● Problem details
Tally the lines in the material below that contain the string "disc", treating case as significant, and give only the number.

(Object point labels)
________________________________________
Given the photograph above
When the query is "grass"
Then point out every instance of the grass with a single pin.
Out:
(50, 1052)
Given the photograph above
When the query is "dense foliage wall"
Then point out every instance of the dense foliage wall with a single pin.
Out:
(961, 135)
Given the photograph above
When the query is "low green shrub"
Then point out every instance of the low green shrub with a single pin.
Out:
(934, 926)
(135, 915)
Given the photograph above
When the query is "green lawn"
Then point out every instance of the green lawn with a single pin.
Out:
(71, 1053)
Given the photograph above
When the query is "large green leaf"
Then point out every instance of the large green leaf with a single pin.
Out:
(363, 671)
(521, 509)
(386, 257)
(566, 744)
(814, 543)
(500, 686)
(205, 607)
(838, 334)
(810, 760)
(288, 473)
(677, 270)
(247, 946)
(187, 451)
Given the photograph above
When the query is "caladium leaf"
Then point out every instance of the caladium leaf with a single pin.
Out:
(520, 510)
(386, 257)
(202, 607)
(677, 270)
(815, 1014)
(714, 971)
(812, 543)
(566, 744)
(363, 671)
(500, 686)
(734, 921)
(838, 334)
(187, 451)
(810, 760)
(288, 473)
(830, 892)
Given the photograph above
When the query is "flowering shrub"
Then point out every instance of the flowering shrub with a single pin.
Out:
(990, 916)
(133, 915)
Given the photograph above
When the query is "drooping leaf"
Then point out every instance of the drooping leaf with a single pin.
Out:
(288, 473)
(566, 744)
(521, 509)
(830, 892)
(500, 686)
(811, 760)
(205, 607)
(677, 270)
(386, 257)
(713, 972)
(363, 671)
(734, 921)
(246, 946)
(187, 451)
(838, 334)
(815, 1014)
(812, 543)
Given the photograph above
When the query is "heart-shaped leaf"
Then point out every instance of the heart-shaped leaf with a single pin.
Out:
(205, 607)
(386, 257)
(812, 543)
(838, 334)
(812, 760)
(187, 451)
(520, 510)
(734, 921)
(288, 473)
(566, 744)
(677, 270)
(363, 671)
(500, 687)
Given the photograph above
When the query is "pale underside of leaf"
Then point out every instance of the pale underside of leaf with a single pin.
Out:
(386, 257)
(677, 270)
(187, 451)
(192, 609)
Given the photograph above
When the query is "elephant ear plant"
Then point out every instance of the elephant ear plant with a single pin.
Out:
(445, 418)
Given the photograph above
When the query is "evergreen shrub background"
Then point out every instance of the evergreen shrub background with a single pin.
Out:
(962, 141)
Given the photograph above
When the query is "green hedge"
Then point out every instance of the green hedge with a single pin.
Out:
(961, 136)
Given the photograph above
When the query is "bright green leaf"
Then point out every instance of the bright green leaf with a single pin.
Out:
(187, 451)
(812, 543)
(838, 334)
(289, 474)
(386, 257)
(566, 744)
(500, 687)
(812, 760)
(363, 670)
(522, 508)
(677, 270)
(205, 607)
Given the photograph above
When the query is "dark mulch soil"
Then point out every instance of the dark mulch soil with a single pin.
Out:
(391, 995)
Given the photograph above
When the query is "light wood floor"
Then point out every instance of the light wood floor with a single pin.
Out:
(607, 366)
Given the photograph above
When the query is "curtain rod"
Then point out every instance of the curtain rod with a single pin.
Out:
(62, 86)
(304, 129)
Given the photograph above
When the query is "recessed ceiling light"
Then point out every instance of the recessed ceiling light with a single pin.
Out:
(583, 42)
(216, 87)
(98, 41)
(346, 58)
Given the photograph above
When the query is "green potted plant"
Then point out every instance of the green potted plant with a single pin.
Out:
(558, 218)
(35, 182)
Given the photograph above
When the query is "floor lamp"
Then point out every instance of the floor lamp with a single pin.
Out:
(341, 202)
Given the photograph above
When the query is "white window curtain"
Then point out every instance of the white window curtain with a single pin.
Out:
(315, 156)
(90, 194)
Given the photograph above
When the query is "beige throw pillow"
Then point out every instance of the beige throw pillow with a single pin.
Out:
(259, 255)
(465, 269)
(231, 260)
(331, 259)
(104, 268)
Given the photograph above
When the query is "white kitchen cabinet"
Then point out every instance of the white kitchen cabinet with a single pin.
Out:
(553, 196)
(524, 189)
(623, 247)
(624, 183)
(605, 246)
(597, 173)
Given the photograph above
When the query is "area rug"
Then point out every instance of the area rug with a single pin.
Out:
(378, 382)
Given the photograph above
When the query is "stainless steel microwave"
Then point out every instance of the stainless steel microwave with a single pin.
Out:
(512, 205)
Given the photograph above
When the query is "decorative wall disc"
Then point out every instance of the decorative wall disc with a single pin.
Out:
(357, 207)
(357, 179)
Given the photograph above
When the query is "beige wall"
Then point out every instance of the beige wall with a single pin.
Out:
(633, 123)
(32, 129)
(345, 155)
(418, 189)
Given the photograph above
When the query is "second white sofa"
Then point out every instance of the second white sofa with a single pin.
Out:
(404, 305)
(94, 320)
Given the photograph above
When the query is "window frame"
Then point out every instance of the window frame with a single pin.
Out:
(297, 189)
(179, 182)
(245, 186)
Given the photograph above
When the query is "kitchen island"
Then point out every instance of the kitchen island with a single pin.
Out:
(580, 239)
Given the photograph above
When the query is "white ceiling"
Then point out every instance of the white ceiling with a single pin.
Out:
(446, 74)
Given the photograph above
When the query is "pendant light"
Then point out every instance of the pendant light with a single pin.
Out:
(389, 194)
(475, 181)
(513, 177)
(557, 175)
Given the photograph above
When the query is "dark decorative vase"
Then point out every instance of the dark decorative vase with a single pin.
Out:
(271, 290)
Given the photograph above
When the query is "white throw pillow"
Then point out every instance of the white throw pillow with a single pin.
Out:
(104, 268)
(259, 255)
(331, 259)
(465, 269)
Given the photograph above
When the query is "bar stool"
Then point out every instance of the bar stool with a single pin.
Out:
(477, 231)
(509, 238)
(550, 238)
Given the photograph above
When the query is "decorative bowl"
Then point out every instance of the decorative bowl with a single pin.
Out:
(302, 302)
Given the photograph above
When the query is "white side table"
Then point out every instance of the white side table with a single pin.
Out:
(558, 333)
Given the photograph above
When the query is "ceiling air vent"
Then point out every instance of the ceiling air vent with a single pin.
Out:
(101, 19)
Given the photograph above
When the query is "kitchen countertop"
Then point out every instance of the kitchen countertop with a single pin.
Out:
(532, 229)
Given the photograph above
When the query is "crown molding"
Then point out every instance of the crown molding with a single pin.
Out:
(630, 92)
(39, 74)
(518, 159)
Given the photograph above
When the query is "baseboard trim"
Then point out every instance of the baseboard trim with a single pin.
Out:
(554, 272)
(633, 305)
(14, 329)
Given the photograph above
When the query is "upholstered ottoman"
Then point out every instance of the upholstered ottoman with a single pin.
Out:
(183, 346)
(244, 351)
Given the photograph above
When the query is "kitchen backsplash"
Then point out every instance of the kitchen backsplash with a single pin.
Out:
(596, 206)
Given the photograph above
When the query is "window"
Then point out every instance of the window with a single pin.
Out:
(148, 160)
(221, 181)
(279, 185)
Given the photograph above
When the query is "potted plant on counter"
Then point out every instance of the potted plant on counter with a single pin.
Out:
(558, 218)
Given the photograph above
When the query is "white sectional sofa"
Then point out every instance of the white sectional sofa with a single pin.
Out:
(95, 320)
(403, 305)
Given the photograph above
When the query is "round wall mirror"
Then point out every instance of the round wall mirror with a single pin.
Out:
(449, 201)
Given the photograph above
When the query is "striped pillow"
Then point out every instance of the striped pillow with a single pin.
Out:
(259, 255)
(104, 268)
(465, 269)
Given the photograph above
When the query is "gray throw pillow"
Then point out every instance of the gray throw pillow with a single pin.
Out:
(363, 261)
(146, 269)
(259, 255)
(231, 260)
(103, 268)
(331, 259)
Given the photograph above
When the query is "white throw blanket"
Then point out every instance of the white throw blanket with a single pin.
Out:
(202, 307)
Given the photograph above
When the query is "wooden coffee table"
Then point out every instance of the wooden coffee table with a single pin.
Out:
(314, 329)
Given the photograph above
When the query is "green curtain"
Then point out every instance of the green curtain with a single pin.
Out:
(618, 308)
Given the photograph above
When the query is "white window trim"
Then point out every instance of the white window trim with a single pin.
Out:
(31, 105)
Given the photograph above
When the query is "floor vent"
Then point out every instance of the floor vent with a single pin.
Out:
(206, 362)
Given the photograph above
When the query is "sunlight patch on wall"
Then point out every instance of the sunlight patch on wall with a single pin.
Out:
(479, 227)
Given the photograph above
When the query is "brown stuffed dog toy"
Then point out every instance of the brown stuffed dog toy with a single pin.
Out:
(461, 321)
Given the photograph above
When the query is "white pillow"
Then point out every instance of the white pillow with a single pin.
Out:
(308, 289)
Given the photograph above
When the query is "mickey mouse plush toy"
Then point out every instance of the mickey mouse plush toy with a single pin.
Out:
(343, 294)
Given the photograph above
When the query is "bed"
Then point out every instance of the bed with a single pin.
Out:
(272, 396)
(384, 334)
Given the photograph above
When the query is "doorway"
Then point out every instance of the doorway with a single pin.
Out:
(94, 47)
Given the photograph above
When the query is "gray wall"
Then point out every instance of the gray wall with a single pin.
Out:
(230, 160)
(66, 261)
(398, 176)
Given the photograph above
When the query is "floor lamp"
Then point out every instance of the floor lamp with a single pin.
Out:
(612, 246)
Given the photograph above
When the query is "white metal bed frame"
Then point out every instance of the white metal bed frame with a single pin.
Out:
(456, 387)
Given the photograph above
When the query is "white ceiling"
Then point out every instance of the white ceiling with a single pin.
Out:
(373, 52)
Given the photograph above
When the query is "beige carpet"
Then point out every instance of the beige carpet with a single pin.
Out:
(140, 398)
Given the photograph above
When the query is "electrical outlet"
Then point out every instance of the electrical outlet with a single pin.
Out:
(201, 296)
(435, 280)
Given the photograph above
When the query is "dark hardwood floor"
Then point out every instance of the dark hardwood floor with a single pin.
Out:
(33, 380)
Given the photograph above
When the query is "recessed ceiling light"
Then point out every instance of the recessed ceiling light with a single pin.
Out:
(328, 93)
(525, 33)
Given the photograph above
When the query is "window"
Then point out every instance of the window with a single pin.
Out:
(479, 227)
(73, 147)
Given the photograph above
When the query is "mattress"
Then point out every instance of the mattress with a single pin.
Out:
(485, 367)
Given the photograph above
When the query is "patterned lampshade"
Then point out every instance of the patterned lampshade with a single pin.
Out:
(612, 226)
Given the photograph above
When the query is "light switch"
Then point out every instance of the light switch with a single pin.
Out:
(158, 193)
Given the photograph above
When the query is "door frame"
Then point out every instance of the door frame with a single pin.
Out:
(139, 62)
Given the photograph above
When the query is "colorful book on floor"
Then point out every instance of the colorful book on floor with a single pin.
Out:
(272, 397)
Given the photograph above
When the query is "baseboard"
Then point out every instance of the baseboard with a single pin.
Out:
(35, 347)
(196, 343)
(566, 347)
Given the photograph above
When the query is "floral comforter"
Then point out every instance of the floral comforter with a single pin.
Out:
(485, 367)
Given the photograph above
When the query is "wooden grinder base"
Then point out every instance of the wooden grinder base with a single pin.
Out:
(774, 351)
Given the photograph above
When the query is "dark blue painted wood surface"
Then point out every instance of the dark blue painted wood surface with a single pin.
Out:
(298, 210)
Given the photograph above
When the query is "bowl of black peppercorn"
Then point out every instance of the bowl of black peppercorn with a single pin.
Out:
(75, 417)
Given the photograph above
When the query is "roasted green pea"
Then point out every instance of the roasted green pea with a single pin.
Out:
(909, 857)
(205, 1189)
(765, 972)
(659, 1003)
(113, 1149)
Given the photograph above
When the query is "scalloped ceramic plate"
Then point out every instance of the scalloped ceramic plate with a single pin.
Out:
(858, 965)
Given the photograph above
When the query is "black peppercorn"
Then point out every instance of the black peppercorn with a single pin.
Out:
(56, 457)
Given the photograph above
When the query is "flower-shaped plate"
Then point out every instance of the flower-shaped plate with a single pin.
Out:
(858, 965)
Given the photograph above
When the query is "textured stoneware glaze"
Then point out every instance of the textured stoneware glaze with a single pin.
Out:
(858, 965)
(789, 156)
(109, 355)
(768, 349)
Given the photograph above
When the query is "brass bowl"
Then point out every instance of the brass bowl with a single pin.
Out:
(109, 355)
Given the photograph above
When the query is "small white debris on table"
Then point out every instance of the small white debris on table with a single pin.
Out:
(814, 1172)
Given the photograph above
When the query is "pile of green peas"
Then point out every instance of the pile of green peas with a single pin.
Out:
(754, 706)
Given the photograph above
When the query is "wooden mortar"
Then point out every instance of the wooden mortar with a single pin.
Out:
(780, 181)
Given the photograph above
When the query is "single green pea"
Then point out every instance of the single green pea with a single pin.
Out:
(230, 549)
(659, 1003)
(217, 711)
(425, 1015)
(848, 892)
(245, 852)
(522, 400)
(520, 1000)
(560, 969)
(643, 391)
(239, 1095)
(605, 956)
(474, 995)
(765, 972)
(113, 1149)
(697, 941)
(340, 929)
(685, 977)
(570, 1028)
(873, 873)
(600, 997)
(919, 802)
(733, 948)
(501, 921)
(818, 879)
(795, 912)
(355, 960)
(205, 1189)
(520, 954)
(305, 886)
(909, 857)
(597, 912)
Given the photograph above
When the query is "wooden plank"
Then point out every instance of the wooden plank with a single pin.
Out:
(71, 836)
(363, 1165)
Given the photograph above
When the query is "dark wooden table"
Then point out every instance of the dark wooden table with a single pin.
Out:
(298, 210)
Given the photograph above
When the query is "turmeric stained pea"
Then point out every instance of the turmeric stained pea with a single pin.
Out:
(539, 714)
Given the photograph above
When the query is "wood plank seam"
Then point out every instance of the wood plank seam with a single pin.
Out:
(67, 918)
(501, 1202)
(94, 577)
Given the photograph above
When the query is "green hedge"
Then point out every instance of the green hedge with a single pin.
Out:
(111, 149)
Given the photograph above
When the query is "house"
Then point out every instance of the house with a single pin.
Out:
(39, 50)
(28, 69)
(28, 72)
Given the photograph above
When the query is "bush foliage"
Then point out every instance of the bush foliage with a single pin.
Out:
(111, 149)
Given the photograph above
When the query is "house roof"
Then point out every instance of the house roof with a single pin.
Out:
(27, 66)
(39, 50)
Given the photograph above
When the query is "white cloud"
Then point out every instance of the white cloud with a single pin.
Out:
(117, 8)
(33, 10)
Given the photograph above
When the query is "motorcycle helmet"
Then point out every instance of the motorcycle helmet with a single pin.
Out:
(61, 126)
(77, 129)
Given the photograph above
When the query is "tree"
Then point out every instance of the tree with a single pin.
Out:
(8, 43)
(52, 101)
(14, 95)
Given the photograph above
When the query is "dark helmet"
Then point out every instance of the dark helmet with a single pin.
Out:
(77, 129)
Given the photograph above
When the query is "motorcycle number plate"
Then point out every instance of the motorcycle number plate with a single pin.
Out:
________________________________________
● Response
2